▶ _Goal 1_: Could you write out again the records running from the line that contains "Could you please point to the white pickup" through the end of the records, requests included, but shift every coordinate in the answers by adding -135 to each number?

── Selected extract

Las Leyendas Nunca Mueren is the third solo studio album, and fourth overall, by Puerto Rican rapper Anuel AA. It was released on November 26, 2021, through Real Hasta la Muerte and Sony Music Latin. The album follows his second studio album Emmanuel (2020), and his collaboration album with Ozuna, Los Dioses (2021).

The album features collaborations with Eladio Carrión, Mora, Myke Towers and Jhayco.

Background 
In August 2020, Anuel AA uploaded a preview of a song, called "300" and wrote: "I will make an album for the trap, should I?".

Anuel AA announced his upcoming album in May 2021 in an Instagram live. His manager Frabián Elí confirmed that the album would be released in July and will include trap and only two reggaeton songs. Later he announced via Instagram that the album had been delayed.
 
The title was revealed in August 2021 when Anuel uploaded an Instagram post with the name of his next album. The photo was from the official video of the song "23 Preguntas".

────

▶ _Goal 2_:
Answer these from the passage on Las Leyendas Nunca Mueren:
(a) On what date was the album released?
(b) Who is named as Anuel AA's manager?
(c) The photo in the Instagram post that revealed the title came from the official video of which song?

── Data to process

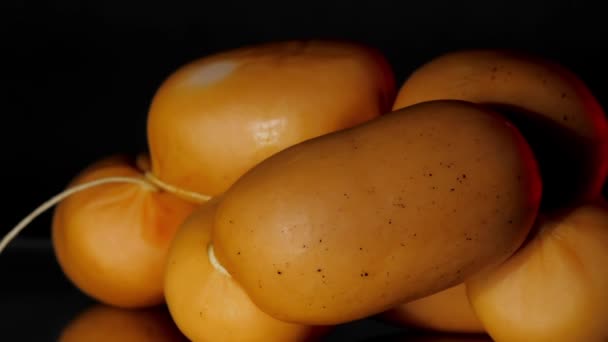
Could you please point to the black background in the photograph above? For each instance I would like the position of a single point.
(76, 79)
(77, 76)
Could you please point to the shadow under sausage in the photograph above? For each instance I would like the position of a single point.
(568, 162)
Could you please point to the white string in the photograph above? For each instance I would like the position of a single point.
(59, 197)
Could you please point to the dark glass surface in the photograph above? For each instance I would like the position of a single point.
(77, 78)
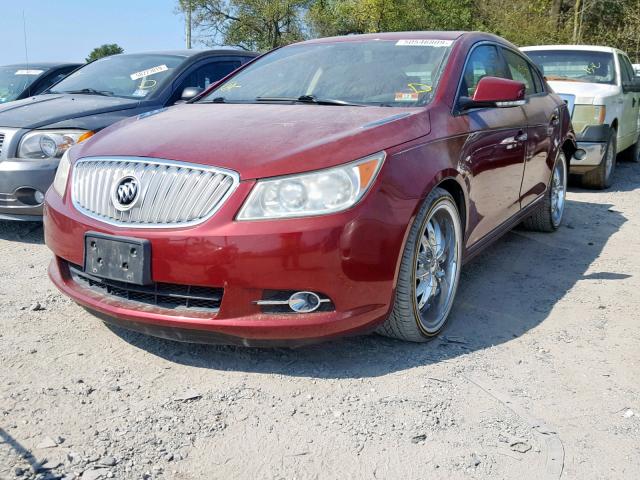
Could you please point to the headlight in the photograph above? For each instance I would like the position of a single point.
(50, 143)
(584, 115)
(62, 174)
(314, 193)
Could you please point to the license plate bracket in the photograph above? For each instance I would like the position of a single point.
(122, 259)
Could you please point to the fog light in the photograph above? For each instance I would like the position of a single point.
(29, 196)
(304, 302)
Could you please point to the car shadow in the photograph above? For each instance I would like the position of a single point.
(25, 232)
(505, 292)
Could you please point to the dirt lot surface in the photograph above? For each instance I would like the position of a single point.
(537, 376)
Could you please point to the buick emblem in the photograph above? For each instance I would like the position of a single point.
(125, 193)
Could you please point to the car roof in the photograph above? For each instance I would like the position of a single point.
(470, 36)
(196, 53)
(44, 65)
(582, 48)
(431, 35)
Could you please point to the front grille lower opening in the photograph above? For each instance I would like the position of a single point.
(164, 295)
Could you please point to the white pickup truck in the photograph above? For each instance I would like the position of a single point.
(603, 95)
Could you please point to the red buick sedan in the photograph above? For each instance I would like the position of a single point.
(330, 187)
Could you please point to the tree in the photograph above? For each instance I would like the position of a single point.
(248, 24)
(104, 51)
(341, 17)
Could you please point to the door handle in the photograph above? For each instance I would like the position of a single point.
(521, 137)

────

▶ _Reply 1_:
Could you please point to the white pickup truck in the photograph above? For each instance I would like the position of a single point.
(468, -40)
Could you please point to the red buick sedan in the photograph above? For each instance I would like the position of a single point.
(195, 52)
Could you please point to the tree in the photograph above? For each instance I would like the position of a single point.
(113, -111)
(-31, -84)
(206, -118)
Could you please point to the door handle in the photograph above? For each instance I would like the position of a single point.
(386, 2)

▶ _Reply 2_:
(a) November 26, 2021
(b) Frabián Elí
(c) "23 Preguntas"